TASK DETAILS >> Pull out every line in the entries below that contains the string "tight", copying each one whole. Case counts, so a line matches only if its capitalization is identical.

═══ DATASET RECORDS ═══

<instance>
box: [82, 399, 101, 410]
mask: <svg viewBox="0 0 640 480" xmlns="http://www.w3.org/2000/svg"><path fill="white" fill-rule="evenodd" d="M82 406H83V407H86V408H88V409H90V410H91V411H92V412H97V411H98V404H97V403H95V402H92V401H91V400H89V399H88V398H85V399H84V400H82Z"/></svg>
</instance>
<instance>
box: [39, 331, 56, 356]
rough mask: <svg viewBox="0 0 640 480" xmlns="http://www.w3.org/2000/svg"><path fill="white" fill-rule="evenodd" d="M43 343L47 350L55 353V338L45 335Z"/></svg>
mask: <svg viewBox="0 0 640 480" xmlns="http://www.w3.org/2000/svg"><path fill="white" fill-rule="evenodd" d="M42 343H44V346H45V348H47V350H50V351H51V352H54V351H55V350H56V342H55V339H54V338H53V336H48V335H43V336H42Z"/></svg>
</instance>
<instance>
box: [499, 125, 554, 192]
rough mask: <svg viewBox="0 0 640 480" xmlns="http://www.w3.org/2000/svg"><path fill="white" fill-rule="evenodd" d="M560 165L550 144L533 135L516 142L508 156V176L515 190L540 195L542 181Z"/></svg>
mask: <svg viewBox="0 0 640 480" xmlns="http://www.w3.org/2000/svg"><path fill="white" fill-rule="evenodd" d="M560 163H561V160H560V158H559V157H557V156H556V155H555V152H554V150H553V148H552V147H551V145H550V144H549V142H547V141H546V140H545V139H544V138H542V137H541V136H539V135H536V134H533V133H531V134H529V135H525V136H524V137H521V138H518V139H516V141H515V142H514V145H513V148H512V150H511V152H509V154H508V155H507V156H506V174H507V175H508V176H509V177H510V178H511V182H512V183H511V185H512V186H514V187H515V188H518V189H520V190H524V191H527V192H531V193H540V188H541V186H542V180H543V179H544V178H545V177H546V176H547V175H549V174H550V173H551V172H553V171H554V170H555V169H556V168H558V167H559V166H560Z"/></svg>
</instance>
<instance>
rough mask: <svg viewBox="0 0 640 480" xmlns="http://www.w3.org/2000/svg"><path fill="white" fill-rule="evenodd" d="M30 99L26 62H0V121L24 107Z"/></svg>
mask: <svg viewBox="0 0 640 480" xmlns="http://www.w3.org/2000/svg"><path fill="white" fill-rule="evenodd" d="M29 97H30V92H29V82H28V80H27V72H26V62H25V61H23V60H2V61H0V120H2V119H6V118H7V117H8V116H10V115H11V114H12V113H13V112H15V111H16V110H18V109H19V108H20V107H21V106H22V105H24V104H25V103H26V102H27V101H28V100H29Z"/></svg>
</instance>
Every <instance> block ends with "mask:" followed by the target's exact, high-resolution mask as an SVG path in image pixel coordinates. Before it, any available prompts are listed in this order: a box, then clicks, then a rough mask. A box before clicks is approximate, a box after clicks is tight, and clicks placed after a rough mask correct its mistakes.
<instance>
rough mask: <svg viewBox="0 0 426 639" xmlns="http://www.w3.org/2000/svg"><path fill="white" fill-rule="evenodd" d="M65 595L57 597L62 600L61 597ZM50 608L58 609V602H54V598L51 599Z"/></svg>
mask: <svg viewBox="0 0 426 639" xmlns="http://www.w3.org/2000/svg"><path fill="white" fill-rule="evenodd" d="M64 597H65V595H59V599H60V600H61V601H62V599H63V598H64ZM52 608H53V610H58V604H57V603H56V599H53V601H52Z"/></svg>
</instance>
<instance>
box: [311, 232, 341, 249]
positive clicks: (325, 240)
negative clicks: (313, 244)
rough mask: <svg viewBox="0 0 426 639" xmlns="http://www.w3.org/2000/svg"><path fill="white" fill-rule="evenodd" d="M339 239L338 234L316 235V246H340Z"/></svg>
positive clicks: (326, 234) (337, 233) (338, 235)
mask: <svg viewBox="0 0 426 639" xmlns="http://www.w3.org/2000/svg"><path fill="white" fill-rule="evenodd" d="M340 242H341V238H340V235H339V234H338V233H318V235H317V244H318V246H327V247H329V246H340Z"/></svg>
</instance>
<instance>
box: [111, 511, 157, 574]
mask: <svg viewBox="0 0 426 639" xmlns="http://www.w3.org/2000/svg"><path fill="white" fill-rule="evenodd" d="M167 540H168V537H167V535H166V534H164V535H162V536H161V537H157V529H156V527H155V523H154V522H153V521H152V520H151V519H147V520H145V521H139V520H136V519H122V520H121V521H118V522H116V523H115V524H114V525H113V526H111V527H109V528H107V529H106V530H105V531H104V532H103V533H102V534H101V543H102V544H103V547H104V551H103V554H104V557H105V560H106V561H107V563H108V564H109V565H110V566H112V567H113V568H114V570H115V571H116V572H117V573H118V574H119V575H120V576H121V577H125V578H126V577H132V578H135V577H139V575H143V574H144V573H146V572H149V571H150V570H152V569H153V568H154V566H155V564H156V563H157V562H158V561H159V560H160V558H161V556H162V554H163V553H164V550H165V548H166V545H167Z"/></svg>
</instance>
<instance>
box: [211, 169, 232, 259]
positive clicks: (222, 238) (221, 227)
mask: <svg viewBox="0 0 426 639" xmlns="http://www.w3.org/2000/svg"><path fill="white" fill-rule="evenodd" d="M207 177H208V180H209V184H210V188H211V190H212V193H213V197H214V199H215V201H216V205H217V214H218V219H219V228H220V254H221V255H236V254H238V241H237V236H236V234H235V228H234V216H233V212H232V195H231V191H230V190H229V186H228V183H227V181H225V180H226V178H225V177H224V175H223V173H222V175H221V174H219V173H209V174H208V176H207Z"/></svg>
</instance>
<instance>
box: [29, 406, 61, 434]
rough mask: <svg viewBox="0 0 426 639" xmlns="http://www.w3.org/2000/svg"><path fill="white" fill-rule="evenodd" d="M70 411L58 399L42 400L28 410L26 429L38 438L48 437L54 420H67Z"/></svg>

═══
═══ DATASET RECORDS ═══

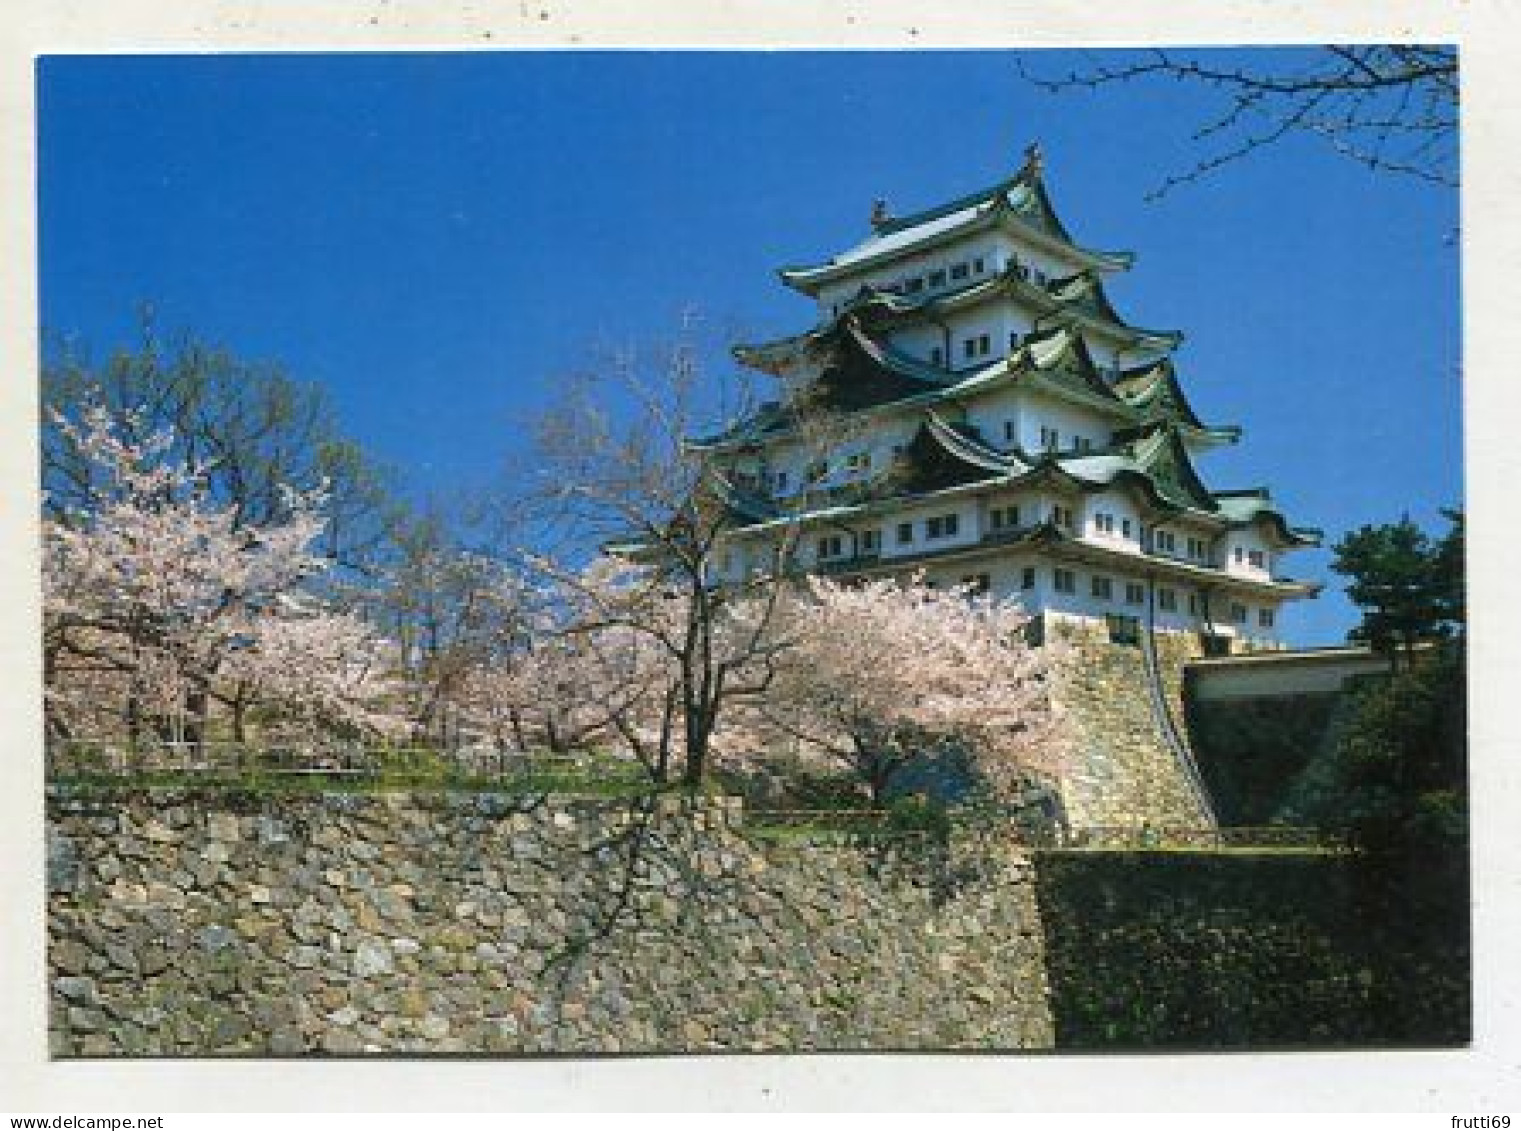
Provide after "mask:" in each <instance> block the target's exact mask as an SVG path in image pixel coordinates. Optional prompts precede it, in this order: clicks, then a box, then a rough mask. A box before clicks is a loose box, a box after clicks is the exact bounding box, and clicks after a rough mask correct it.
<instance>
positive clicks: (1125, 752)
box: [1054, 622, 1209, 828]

═══
═══ DATASET RECORDS ═══

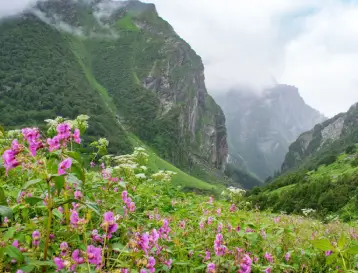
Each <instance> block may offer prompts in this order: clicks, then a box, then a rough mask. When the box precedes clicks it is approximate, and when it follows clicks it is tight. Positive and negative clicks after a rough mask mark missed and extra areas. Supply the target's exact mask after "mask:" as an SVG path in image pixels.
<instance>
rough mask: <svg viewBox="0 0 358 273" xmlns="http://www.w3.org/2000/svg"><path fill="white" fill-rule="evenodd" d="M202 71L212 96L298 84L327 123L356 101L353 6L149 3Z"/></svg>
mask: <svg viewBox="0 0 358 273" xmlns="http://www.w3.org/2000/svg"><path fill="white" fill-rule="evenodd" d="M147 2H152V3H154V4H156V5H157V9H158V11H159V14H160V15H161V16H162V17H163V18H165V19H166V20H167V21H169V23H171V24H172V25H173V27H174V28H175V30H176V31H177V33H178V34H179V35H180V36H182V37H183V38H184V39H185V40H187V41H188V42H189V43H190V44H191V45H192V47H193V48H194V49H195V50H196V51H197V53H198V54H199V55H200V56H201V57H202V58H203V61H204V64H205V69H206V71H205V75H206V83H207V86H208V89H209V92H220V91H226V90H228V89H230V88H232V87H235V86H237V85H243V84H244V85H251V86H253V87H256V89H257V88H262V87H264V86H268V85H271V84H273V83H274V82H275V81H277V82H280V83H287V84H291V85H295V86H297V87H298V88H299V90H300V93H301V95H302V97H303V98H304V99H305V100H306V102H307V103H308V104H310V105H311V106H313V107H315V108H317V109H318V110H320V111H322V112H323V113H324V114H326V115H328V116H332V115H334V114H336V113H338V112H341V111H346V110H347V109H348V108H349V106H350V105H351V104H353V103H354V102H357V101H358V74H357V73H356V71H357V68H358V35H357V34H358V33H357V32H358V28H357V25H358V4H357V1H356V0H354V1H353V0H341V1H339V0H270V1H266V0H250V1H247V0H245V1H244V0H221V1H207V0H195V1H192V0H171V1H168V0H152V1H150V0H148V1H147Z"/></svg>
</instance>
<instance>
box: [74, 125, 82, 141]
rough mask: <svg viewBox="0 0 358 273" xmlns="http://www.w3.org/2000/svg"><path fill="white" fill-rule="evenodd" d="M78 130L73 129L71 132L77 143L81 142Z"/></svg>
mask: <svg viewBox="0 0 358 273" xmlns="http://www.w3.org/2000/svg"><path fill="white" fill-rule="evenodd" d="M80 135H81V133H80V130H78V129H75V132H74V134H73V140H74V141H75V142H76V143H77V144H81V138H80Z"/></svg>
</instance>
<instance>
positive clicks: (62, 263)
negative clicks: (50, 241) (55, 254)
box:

═══

EXERCISE RESULT >>
Every <instance> block ends with "mask:" followed by the target's exact, high-resolution mask as an SVG path in image pixel coordinates. Before it, any available prompts are listed in this order: a box, then clicks, then a rough mask. A box before clicks is approximate, a box after clicks is tight, and clicks placed after a rough mask correct its mistakes.
Each <instance> block may offer prompts in this order: clicks, then a box, then a rough mask. When the box precedes clicks it is approximate, and when it follows clicks it is tight. Positive and negative clicks after a rough mask mark missed and extra areas. Supply the target's exact mask after "mask:" as an SVG path in image pixels.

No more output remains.